=== RAW DATA ===

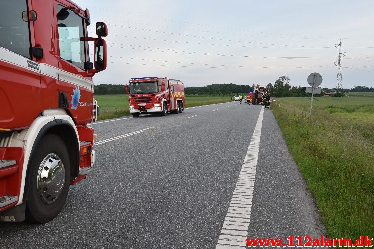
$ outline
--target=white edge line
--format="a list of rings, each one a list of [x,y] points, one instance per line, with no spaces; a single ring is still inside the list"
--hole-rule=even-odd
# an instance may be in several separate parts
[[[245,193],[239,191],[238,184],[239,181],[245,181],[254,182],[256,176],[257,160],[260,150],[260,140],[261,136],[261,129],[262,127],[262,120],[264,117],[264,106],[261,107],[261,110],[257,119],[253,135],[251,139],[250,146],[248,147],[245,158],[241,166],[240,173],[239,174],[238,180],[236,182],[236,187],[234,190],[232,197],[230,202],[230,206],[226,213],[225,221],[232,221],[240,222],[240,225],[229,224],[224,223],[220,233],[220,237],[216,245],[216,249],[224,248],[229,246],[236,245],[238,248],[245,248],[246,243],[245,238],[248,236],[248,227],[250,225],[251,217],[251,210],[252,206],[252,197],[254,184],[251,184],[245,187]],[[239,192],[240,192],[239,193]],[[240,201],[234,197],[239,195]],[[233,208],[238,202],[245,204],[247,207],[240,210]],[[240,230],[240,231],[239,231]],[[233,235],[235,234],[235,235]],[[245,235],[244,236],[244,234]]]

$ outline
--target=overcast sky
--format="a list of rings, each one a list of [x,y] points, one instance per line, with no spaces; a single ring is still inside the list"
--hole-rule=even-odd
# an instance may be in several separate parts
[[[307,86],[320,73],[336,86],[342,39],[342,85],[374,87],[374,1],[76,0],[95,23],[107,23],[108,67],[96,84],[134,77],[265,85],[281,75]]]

===
=== RAW DATA ===

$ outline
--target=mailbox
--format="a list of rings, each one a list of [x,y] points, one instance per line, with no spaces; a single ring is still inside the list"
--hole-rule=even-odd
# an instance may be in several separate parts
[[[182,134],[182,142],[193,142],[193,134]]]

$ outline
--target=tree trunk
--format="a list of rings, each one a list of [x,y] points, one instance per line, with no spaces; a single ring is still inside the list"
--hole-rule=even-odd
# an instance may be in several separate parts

===

▶ [WHAT YOU WILL DO]
List each line of the records above that contains the string "target". Letter case matters.

▶ [EXERCISE SOLUTION]
--target=white edge line
--target=overcast sky
--target=mailbox
--target=tree trunk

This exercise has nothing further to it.